▶ **ÉNONCÉ DONNÉ**
Recopiez toutes les lignes ci-dessous, sans rien y changer.

▶ **LIGNES D'ENTRÉE**

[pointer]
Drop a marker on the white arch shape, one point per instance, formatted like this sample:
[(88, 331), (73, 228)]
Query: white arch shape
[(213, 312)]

▶ **RÉPONSE COMPLÈTE**
[pointer]
Drop a marker on the white arch shape, one point per instance, formatted like this sample:
[(88, 331), (73, 228)]
Query: white arch shape
[(213, 312)]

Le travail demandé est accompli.